EXERCISE PROMPT. Transcribe the entries below exactly, starting with the line that has "Target: white wall" and stopping after the line that has "the airplane door"; no pictures belong in the copy.

ENTRIES SHOWN.
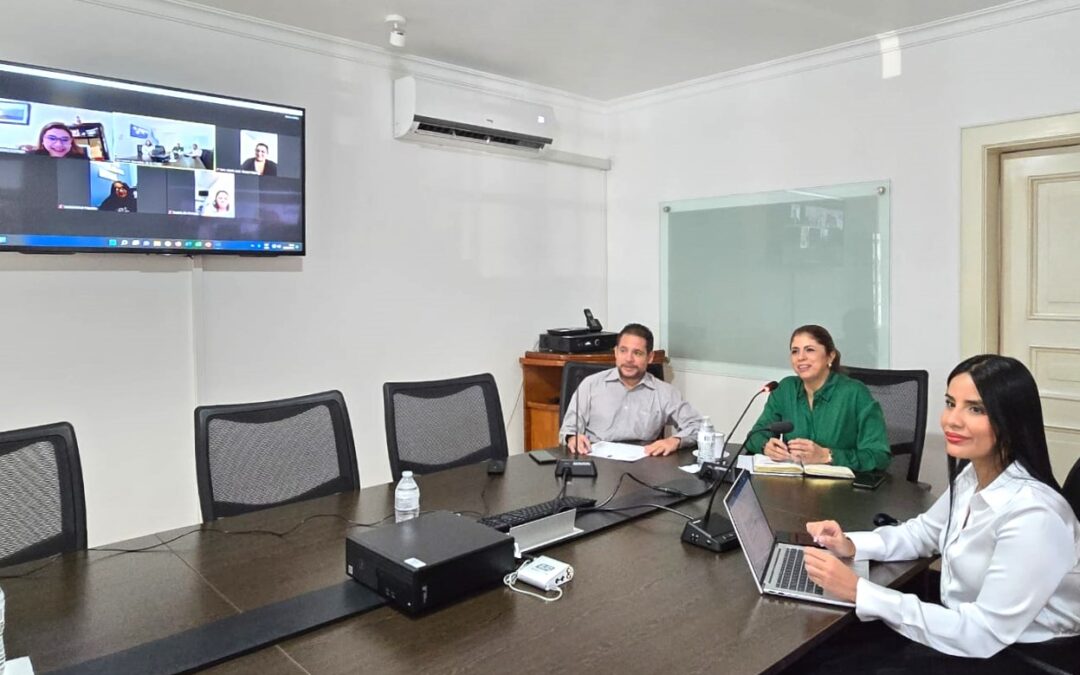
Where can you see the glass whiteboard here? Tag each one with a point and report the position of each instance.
(740, 272)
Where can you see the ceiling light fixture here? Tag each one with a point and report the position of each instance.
(396, 29)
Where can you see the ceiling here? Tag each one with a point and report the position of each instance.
(606, 49)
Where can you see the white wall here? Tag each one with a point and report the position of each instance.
(422, 264)
(839, 122)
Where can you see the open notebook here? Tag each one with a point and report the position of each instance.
(766, 466)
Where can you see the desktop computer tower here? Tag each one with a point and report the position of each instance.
(429, 561)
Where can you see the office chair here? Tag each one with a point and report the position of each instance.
(443, 423)
(1071, 488)
(253, 456)
(42, 505)
(903, 399)
(574, 372)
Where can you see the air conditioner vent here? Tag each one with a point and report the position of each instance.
(478, 134)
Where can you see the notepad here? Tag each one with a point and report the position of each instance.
(765, 466)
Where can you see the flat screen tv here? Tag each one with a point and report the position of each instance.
(95, 164)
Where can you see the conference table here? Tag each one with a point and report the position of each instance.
(640, 601)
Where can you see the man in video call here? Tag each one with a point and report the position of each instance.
(628, 404)
(259, 163)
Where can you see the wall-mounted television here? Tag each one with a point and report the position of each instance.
(95, 164)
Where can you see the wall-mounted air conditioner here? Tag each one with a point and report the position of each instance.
(443, 113)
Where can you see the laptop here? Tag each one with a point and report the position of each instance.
(775, 558)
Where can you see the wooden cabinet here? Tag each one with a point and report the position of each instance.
(542, 374)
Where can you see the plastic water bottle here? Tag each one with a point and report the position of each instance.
(706, 437)
(406, 498)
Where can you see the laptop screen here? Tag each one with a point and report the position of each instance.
(751, 525)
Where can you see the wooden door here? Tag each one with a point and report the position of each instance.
(1040, 285)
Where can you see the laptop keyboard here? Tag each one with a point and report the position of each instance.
(793, 572)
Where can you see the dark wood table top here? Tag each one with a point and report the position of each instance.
(642, 601)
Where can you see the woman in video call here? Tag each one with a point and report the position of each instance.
(56, 140)
(836, 419)
(220, 207)
(121, 199)
(1008, 539)
(259, 163)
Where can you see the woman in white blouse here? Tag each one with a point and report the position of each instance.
(1010, 543)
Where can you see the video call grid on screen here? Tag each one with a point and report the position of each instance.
(86, 161)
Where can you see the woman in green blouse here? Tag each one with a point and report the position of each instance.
(836, 419)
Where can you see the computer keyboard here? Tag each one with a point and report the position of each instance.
(794, 574)
(503, 522)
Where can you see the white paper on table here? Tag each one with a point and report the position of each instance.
(618, 451)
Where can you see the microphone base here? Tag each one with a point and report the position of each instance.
(576, 468)
(713, 534)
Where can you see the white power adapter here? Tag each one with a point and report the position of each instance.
(545, 574)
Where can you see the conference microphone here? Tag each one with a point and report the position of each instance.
(716, 534)
(709, 468)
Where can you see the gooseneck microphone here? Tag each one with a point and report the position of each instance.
(769, 387)
(716, 534)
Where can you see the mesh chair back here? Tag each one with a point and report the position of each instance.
(42, 505)
(1071, 488)
(257, 455)
(574, 372)
(903, 399)
(443, 423)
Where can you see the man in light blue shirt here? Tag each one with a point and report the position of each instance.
(628, 404)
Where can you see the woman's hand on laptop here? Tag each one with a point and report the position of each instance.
(831, 574)
(828, 534)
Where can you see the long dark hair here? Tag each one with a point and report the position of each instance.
(822, 337)
(1011, 400)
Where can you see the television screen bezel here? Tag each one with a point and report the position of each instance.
(183, 252)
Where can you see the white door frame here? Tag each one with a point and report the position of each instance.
(981, 217)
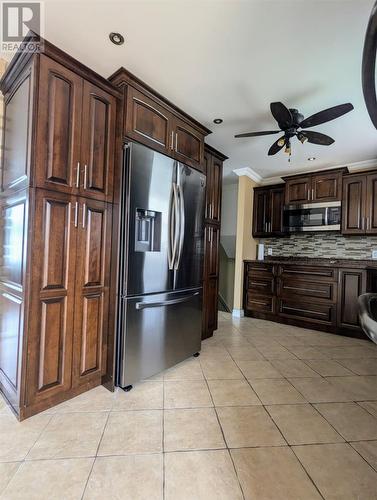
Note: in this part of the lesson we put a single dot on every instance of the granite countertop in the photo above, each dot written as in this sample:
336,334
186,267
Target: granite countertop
359,264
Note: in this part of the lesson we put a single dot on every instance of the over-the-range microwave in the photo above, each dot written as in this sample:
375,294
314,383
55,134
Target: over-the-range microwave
312,217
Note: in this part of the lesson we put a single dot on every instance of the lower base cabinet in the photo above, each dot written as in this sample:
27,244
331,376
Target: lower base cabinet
310,296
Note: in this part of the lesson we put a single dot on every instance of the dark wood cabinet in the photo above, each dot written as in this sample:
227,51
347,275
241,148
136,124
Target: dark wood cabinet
56,197
268,211
153,120
359,211
75,133
352,283
213,161
325,186
308,295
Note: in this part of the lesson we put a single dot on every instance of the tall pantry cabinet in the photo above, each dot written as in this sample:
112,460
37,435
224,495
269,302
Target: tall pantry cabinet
57,178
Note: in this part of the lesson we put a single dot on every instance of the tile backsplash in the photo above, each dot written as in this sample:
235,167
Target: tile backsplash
316,245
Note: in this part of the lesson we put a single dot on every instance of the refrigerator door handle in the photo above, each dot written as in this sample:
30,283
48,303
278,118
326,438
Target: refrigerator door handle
181,226
173,227
147,305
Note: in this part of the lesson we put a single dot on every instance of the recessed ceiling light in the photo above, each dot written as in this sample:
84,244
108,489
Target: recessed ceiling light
116,38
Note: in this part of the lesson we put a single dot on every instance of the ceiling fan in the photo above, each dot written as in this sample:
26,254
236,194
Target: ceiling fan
291,122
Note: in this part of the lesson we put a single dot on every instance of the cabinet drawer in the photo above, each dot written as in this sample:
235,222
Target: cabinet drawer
257,285
309,273
260,303
324,292
307,311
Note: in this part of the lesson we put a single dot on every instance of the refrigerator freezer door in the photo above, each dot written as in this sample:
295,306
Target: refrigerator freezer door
150,202
160,330
190,252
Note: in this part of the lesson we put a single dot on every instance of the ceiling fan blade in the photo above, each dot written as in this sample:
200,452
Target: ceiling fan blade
256,134
281,114
326,115
275,148
317,138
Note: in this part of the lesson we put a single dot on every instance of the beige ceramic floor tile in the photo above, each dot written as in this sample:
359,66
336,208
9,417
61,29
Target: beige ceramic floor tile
129,432
16,438
361,366
276,391
338,471
146,395
272,474
302,424
7,471
219,369
188,370
248,426
98,399
328,367
294,368
192,429
350,420
70,435
132,477
370,406
50,480
243,353
320,390
307,352
361,388
368,450
258,369
186,394
232,393
201,475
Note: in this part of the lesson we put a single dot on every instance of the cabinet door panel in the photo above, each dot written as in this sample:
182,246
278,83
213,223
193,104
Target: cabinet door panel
327,187
148,122
371,225
92,290
354,205
298,190
188,145
352,283
98,138
59,127
52,297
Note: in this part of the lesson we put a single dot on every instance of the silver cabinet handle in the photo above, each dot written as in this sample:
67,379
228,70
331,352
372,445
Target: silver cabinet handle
76,220
83,215
78,175
85,176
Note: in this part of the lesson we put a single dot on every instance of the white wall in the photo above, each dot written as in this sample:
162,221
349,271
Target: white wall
229,209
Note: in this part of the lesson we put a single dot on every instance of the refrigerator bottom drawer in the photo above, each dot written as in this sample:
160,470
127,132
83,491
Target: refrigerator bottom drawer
159,331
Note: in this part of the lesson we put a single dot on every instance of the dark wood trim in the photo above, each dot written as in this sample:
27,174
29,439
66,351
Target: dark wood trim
122,77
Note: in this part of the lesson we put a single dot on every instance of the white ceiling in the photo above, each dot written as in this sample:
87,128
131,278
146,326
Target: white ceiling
230,59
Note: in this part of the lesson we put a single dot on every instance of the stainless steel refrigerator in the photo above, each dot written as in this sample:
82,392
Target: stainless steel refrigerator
161,268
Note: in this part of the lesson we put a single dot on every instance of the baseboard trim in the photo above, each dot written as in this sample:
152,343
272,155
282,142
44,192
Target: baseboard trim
238,313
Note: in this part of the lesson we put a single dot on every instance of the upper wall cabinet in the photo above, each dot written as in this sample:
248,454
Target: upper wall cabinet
314,188
268,211
151,119
359,210
75,134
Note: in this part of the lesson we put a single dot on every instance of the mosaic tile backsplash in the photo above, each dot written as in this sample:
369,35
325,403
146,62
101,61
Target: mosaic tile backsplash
318,245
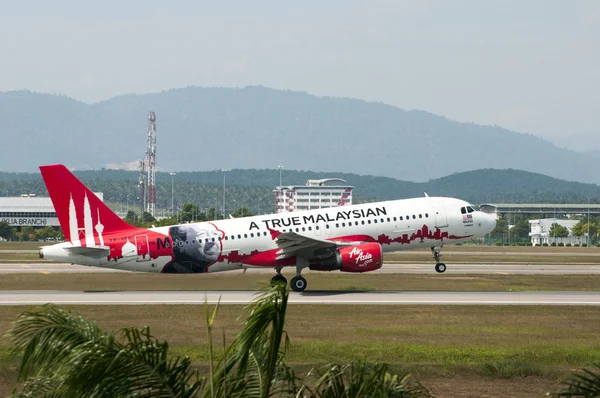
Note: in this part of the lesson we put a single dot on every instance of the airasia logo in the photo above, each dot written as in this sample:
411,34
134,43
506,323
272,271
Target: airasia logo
362,259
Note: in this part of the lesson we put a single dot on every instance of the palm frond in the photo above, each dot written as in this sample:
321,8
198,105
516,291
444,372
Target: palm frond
91,363
258,348
583,383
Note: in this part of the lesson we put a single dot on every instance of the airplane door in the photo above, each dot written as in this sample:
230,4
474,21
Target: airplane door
441,220
141,243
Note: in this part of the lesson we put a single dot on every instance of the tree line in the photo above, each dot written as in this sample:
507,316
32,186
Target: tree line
511,231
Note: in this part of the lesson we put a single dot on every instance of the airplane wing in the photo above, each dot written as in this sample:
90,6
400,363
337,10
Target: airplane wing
292,244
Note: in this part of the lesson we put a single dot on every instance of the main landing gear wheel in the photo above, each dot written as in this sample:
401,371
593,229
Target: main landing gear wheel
440,267
278,278
298,284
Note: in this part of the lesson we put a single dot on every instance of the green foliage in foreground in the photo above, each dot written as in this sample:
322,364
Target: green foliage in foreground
584,383
66,355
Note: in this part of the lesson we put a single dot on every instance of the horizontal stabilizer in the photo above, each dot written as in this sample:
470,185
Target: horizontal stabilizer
92,251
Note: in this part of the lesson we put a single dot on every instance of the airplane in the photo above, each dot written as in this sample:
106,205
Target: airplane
349,238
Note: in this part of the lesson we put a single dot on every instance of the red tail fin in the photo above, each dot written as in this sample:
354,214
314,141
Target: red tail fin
83,217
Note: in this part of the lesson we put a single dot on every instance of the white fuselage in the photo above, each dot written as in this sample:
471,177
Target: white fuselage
228,244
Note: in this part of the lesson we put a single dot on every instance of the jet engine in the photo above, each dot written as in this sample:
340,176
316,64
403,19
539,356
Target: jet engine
361,258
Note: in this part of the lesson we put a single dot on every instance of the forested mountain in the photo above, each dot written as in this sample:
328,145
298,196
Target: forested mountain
256,127
253,188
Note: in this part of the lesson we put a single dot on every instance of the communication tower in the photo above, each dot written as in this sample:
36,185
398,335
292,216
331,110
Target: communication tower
151,163
142,187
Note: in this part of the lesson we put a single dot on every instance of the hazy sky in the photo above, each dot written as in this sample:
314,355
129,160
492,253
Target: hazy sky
528,65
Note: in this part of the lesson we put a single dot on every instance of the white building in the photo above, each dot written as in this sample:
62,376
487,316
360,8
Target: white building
540,232
30,210
316,194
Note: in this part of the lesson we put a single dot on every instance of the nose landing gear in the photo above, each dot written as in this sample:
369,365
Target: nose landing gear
439,266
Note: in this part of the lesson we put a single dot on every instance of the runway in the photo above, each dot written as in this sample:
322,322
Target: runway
22,297
499,269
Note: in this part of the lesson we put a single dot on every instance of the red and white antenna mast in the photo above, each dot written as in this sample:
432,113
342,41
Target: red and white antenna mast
151,163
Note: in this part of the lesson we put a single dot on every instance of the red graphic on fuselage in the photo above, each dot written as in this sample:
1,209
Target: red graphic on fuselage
404,239
195,247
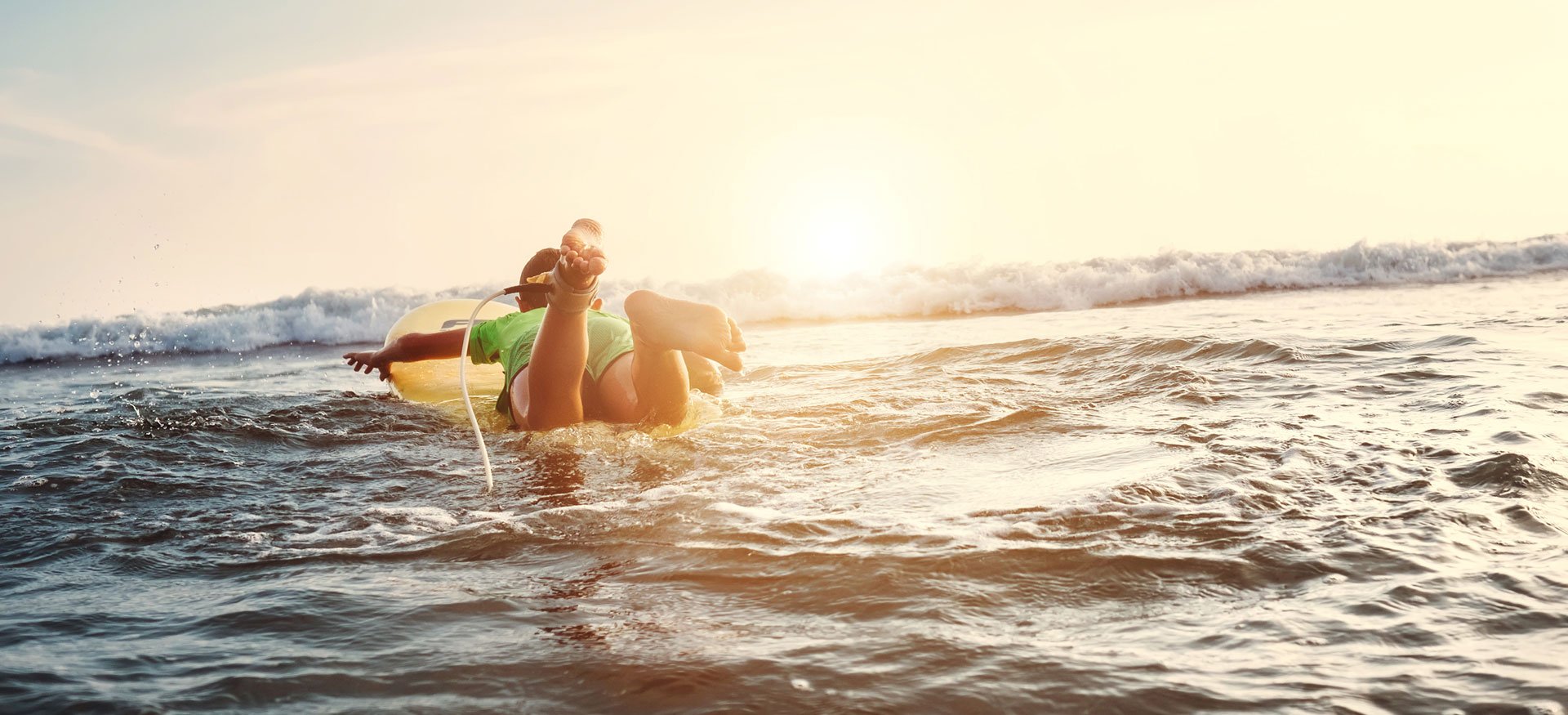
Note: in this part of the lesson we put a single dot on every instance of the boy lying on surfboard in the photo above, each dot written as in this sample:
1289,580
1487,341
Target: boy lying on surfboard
567,361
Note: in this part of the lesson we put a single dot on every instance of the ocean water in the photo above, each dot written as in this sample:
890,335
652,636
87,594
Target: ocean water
1187,483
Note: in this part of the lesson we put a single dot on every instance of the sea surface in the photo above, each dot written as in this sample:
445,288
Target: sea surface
1263,482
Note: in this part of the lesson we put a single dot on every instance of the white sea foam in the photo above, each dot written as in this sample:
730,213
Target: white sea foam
753,297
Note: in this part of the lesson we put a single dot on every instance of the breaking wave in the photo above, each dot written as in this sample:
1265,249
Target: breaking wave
364,315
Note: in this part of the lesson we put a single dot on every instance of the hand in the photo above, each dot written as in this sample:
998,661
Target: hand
369,361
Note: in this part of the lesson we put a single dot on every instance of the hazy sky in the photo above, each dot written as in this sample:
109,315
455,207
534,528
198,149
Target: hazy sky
179,154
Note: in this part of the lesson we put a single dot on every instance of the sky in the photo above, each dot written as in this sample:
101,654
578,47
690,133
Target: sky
184,154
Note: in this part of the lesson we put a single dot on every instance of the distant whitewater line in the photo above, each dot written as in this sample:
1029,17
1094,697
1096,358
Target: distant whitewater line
753,297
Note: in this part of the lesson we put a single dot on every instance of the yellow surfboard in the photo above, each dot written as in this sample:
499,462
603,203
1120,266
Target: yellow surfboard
436,382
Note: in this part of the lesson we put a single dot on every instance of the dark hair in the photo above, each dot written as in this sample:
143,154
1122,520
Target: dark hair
541,262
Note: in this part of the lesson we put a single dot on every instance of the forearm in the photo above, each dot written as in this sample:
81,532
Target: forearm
424,347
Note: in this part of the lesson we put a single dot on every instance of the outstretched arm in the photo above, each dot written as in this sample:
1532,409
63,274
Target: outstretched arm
410,348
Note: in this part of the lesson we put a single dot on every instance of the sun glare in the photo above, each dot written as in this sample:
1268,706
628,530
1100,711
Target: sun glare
828,201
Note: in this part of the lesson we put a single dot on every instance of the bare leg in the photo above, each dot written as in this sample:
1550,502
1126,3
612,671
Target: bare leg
560,351
662,328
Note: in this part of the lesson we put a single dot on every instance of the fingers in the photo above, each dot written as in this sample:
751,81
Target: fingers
736,342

EXERCISE RESPONSE.
Target: white wall
229,209
Note: in this part of the lesson we put a single dot on every instance of the refrigerator bottom drawer in the photo above, each dot written as in this sample:
160,470
127,132
83,491
Target: refrigerator bottom drawer
159,331
Note: in this part of the lesson we put a single dot on every instance of the dark wood trim in the photo above, each dot written as in this sample:
27,174
29,439
66,351
Target: dark wood trim
122,77
Note: in this part of the lesson we put a single dot on every instance of the white ceiling in the photo above, each dot written as in this sample:
87,128
131,278
146,326
Target: white ceiling
230,59
Note: in this part of the lesson we put a single dot on every instance of the stainless steel refrigerator in the photo above, each dot written as in this sample:
82,392
Target: stainless steel refrigerator
161,268
Note: in this part of the lesson we put a single dot on every instance of the baseboard trim in the photo above, each dot written as in this sample:
152,343
272,155
282,142
44,192
Target: baseboard trim
238,313
Note: in this part of the lesson we put a single dot on every instance of the upper wall cabinet in the photo above, each dot written as in this sample:
248,454
Target: upper wall cabinet
314,188
268,211
151,119
359,210
75,134
Note: in this part of the lesson we put a single dot on every instance of the mosaic tile backsplash in the photo above, each dot written as in this sample:
369,35
325,403
146,62
101,61
Target: mosaic tile backsplash
318,245
Note: in this part of the lesson we put a single dot on every instance of the airasia logo in the photo above, each dot written as in this sample:
411,34
134,43
506,323
272,271
Target: airasia logo
362,259
Note: in this part of the lesson we put a single dot on every instance of the palm frond in the photo above, each dot written as in this sample:
321,8
198,105
516,291
444,372
Target: palm frond
91,363
258,348
583,383
Note: in this part of the lesson we put a single dot on every instance of the airplane door in the photo above, each dot written as in this sample:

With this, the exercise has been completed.